Could the entries below be retyped exactly and in full?

Collection entries:
__________________________________________________

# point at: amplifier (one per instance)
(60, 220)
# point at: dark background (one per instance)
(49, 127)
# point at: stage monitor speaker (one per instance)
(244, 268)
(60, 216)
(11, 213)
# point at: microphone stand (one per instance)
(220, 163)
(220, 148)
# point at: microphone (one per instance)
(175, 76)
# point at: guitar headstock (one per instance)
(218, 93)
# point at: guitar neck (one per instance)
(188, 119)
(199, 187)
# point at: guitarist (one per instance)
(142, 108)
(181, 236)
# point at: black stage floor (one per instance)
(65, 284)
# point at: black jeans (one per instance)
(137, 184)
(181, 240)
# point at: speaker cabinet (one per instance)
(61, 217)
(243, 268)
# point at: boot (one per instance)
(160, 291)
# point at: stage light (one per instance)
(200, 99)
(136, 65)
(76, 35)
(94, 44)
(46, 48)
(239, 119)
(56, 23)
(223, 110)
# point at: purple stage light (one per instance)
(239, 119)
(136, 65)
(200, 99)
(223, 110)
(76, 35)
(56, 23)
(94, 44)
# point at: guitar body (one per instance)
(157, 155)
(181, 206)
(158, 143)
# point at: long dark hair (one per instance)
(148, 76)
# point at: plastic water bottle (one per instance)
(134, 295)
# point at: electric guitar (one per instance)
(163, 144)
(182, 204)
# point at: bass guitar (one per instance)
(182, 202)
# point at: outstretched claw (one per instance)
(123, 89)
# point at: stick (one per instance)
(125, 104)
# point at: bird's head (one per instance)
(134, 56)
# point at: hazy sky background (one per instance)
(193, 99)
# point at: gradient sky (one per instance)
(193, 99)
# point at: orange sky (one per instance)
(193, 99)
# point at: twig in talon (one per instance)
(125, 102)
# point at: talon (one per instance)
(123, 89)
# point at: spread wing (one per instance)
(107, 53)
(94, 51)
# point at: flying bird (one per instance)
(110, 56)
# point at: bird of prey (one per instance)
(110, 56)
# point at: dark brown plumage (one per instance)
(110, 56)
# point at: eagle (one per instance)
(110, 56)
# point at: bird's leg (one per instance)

__________________________________________________

SOLUTION FOR THIS EXERCISE:
# point at: amplifier (one per instance)
(60, 220)
# point at: dark background (one per instance)
(49, 127)
# point at: stage monitor speaker (one per instance)
(244, 268)
(60, 216)
(11, 213)
# point at: microphone stand (one per instance)
(220, 163)
(220, 148)
# point at: microphone (one per instance)
(175, 76)
# point at: guitar headstock (one per instance)
(218, 93)
# point at: guitar neck (one per instance)
(188, 119)
(199, 187)
# point at: guitarist (one per instance)
(142, 108)
(181, 236)
# point at: black stage floor (one per instance)
(65, 284)
# point at: black jeans (one per instance)
(137, 184)
(181, 240)
# point at: speaker cabinet (one per instance)
(61, 217)
(243, 268)
# point at: boot (one per instance)
(160, 291)
# point at: stage light (one per instance)
(200, 99)
(136, 65)
(76, 35)
(94, 44)
(46, 48)
(239, 119)
(56, 23)
(223, 110)
# point at: purple stage light (one per instance)
(239, 119)
(136, 65)
(200, 99)
(223, 110)
(76, 35)
(56, 23)
(94, 44)
# point at: guitar body (one per instance)
(157, 155)
(181, 206)
(158, 143)
# point at: long dark hair (one per instance)
(148, 76)
# point at: plastic water bottle (one per instance)
(134, 295)
# point at: electric guitar (one per instance)
(163, 144)
(182, 204)
# point at: bass guitar (one per instance)
(182, 202)
# point at: outstretched claw (one per instance)
(123, 89)
# point at: stick (one per instance)
(125, 104)
# point at: bird's head (one per instance)
(134, 56)
# point at: hazy sky background (one per instance)
(193, 99)
# point at: gradient sky (one per instance)
(193, 99)
# point at: orange sky (one per instance)
(193, 99)
# point at: twig in talon (one per instance)
(125, 102)
# point at: talon (one per instance)
(123, 89)
# point at: spread wing (one per instance)
(107, 53)
(94, 51)
# point at: flying bird (one per instance)
(110, 56)
# point at: bird of prey (one per instance)
(110, 56)
# point at: dark brown plumage (one per instance)
(110, 56)
# point at: eagle (one per instance)
(110, 56)
# point at: bird's leg (one per instance)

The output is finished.